---- Information given

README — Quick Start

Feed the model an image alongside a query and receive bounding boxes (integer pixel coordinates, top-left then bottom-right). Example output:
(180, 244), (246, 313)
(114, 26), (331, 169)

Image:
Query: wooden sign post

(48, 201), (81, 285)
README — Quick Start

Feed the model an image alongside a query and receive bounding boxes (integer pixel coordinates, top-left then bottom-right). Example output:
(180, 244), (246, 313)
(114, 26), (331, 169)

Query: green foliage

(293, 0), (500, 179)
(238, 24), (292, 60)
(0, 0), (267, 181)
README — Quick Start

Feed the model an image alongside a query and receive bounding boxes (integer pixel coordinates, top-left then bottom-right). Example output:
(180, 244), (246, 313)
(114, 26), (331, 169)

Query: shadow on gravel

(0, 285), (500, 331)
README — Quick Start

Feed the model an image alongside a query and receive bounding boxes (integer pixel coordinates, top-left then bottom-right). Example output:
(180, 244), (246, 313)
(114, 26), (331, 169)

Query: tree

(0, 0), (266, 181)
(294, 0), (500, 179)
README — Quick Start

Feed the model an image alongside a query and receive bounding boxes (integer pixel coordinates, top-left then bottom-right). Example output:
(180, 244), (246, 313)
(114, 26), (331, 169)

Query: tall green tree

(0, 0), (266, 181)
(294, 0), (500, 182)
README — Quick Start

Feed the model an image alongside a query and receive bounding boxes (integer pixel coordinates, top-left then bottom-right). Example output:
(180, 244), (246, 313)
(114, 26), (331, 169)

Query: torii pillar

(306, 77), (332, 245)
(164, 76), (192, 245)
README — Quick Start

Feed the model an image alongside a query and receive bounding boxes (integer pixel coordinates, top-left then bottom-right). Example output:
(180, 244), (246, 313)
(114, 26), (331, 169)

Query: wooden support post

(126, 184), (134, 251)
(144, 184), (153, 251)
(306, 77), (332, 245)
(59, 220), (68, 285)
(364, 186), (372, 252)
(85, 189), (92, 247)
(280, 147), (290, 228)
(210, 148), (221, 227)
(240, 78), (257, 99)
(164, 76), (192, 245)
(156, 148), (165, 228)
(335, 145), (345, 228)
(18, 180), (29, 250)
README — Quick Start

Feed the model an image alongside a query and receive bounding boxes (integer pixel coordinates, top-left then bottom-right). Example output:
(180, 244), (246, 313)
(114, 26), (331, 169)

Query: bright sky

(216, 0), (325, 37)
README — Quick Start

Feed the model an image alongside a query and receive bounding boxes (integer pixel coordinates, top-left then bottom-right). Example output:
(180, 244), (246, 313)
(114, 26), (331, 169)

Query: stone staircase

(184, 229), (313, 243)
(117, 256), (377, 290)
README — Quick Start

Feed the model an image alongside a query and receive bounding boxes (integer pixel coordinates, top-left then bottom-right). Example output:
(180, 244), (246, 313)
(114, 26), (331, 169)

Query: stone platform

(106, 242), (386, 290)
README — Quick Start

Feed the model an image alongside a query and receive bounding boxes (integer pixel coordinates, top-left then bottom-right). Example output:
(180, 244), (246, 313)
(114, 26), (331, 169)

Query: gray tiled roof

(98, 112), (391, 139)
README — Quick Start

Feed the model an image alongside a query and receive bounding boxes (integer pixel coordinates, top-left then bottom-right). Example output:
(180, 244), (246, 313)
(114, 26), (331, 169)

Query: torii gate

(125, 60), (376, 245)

--------

● Task to carry out
Copy every one of the rows above verbatim.

● Correct response
README — Quick Start

Feed the model an image alongside a query and receive bounding boxes (integer pixel coordinates, top-left then bottom-right). Example output:
(180, 244), (246, 313)
(114, 26), (331, 169)

Image:
Query: wooden sign post

(48, 201), (81, 285)
README — Quick Start

Feed the model an image alongside a query and receive bounding boxes (integer pixel coordinates, top-left then bottom-right). Example output:
(180, 244), (246, 313)
(114, 26), (331, 169)

Query: green foliage

(293, 0), (500, 179)
(238, 24), (292, 60)
(0, 0), (267, 181)
README — Quick Start

Feed the model an image alongside a query and receive bounding boxes (integer pixel coordinates, top-left then bottom-right). Example output:
(180, 244), (246, 313)
(114, 26), (331, 169)

Query: shadow on gravel

(0, 285), (500, 331)
README — Quick Start

Feed the model an image alongside a query and receive bounding boxes (integer pixel coordinates, top-left then bottom-right). Example output:
(180, 244), (246, 313)
(114, 26), (331, 169)

Query: tree

(0, 0), (266, 181)
(294, 0), (500, 179)
README — Quick Start

Feed the model an image alongside a query and receive bounding boxes (integer pixel coordinates, top-left then bottom-right). Example output:
(180, 244), (246, 313)
(114, 26), (331, 169)

Query: tall green tree

(0, 0), (266, 181)
(294, 0), (500, 182)
README — Quick Start

Feed the model an image alongside a query and receive bounding boxes (integer pixel coordinates, top-left then bottom-right). Example output:
(180, 244), (246, 313)
(114, 26), (331, 169)

Query: torii pillar

(306, 77), (332, 245)
(164, 76), (192, 245)
README — Quick Start

Feed the model an image alongside a query and receive bounding boxes (integer pixel coordinates, top-left then bottom-right). Example output:
(180, 244), (246, 313)
(114, 26), (331, 169)

Query: wooden support post

(126, 184), (134, 251)
(144, 184), (153, 251)
(306, 77), (332, 245)
(59, 220), (68, 285)
(364, 186), (372, 252)
(85, 189), (92, 247)
(280, 147), (290, 228)
(210, 148), (221, 227)
(240, 78), (257, 99)
(164, 76), (192, 245)
(156, 148), (165, 228)
(335, 145), (345, 228)
(18, 180), (29, 250)
README — Quick Start

Feed the model an image alongside a query and receive bounding boxes (integer pixel coordinates, top-left then bottom-right). Example output:
(180, 244), (246, 313)
(114, 26), (331, 169)

Query: bright sky

(216, 0), (325, 37)
README — Quick Start

Feed the model an image alongside a query and receive bounding boxes (integer pixel coordinates, top-left then bottom-right). Example output:
(180, 244), (246, 313)
(114, 26), (331, 169)

Query: stone staircase

(184, 229), (313, 243)
(117, 256), (377, 290)
README — Quick Start

Feed the model an image alongside a query and receive bounding boxes (integer pixel coordinates, top-left then bottom-right). Example output:
(180, 244), (246, 313)
(114, 26), (331, 169)

Query: stone platform

(106, 242), (386, 290)
README — Quick Start

Feed the model an image alongside a query and receive bounding boxes (integer pixel coordinates, top-left then bottom-right). Example output:
(180, 244), (246, 313)
(114, 26), (331, 169)

Query: gray tiled roof

(98, 112), (391, 139)
README — Quick Start

Feed the model an image alongside a query and receive bounding boxes (integer pixel coordinates, top-left then bottom-right). Example output:
(180, 244), (246, 313)
(114, 26), (331, 169)

Query: torii gate

(125, 60), (376, 245)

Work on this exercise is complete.